Stored data:
↓↓↓

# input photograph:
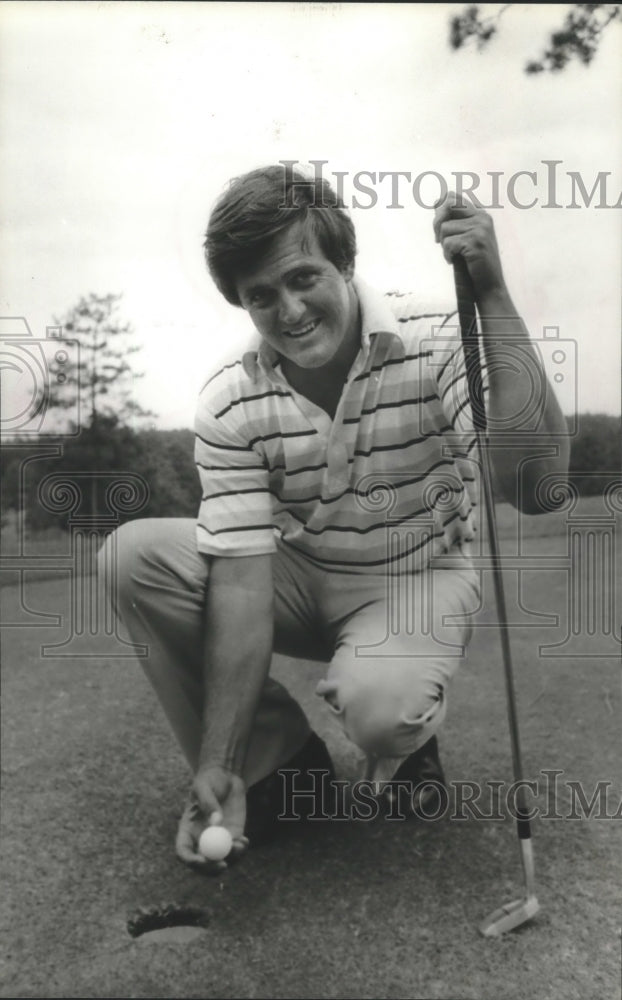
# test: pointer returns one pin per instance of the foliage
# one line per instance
(578, 37)
(165, 460)
(103, 377)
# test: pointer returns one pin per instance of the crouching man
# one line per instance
(337, 462)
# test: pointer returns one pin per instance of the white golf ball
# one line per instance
(215, 843)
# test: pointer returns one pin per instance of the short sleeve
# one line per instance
(235, 516)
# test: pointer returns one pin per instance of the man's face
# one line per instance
(301, 304)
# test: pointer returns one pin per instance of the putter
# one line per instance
(514, 914)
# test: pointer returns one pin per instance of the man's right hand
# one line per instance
(216, 795)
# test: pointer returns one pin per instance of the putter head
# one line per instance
(507, 917)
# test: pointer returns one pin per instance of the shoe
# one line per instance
(424, 795)
(293, 797)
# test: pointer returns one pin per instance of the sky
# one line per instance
(120, 124)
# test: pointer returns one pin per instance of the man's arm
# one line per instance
(516, 378)
(237, 653)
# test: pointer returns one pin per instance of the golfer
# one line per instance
(340, 502)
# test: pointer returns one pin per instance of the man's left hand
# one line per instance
(462, 229)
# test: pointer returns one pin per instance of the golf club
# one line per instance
(513, 914)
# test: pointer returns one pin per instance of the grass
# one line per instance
(93, 783)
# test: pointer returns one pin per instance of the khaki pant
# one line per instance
(391, 643)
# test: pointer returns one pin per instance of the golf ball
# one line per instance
(215, 843)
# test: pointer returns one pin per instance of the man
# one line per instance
(336, 457)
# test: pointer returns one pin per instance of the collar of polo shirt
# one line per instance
(376, 318)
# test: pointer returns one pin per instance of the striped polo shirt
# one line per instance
(385, 486)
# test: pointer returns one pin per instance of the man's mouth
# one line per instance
(302, 331)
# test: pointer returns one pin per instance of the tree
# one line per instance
(578, 37)
(103, 377)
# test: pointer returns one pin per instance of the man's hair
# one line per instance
(261, 205)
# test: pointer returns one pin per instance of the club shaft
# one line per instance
(468, 329)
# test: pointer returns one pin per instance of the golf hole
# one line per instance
(172, 922)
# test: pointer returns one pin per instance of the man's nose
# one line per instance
(291, 309)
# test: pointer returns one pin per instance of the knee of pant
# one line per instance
(118, 558)
(386, 716)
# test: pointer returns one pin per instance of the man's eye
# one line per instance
(304, 280)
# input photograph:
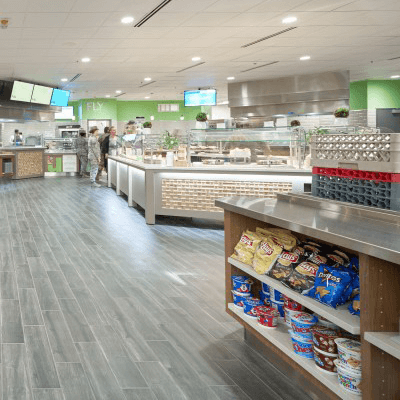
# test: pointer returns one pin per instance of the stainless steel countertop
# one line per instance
(363, 229)
(21, 148)
(261, 170)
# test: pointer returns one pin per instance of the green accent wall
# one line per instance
(126, 110)
(374, 94)
(359, 95)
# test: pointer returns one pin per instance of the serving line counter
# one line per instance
(372, 235)
(192, 191)
(29, 161)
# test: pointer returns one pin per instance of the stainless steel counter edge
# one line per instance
(219, 169)
(364, 230)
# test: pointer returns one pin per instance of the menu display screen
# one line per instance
(41, 94)
(60, 98)
(200, 98)
(22, 91)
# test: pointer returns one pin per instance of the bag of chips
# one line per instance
(354, 307)
(247, 246)
(266, 255)
(330, 285)
(284, 265)
(282, 236)
(303, 277)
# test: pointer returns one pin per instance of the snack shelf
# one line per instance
(389, 342)
(340, 316)
(280, 338)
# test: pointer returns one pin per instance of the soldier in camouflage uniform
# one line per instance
(82, 151)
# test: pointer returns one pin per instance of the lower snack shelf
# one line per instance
(280, 338)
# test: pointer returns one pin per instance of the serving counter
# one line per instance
(192, 191)
(29, 161)
(372, 235)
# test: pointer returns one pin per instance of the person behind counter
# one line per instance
(94, 155)
(82, 151)
(103, 144)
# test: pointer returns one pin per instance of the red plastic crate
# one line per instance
(358, 174)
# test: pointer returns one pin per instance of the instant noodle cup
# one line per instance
(291, 304)
(324, 338)
(275, 295)
(278, 306)
(238, 298)
(288, 315)
(325, 361)
(267, 317)
(249, 305)
(302, 323)
(265, 288)
(302, 346)
(241, 283)
(349, 380)
(349, 354)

↑↑↑

— WHAT TO DO —
Restate the lines from the one containing "the golf hole" through the end of the stored data, both ends included, keeping the requests and shifting every pin coordinate by adding 52 to each number. Leave the pictures out.

— SOLUTION TO THIS PROBLEM —
# test: pointer returns one pin per instance of the golf hole
# one line per instance
(224, 974)
# test: pointer returns one pin per instance of the man's nose
# one line per instance
(343, 361)
# test: pointer returns one pin per instance of the knee of pant
# one line per instance
(170, 610)
(438, 768)
# test: pointer returns one pin per instance of the man's eye
# one line per instance
(356, 332)
# input photograph:
# test: pointer returns one pin per instance of the stainless steel countertop
# one line per instance
(415, 281)
(73, 200)
(313, 222)
# test: pointer returns one pin per instance of the green accent wall
# one line per instance
(178, 162)
(426, 146)
(411, 147)
# test: pointer returns one pin per instance of the serving line counter
# one line per instance
(424, 287)
(244, 243)
(81, 213)
# test: pointer returns one pin per instance of the stainless steel counter edge
# one line per instance
(271, 221)
(416, 282)
# test: pointer returns one pin per instance of the menu display screen
# one line per instance
(93, 146)
(112, 150)
(252, 150)
(74, 143)
# test: pointer returns one pin per instance of the bag of chips
# one line per instance
(406, 359)
(299, 298)
(318, 307)
(382, 337)
(336, 317)
(334, 288)
(355, 329)
# test: pointer returns one pin per instance of the snack shelf
# one line per instance
(441, 394)
(392, 368)
(332, 390)
# test: pointer returns one pin per instance of the soldier in camouflage uniform
# one line per instance
(134, 203)
# test: pointer returns one pin per instance of the lower snack shelf
# one line per instance
(332, 390)
# test: pointer returns one pin per instance of the serving counter
# one line per instance
(244, 243)
(81, 213)
(424, 287)
# test: pointer returns one pin per instance of the person behind counter
# one line per instance
(146, 207)
(134, 203)
(155, 196)
# test: pointer returns one pin per instance of the red plastic crate
# one line per instance
(410, 226)
# test: pointer returns one pin per instance of the instant noodle cup
# one line per instance
(343, 356)
(376, 390)
(327, 347)
(330, 358)
(290, 350)
(340, 367)
(377, 413)
(319, 369)
(301, 357)
(354, 375)
(317, 340)
(354, 398)
(293, 335)
(401, 432)
(401, 406)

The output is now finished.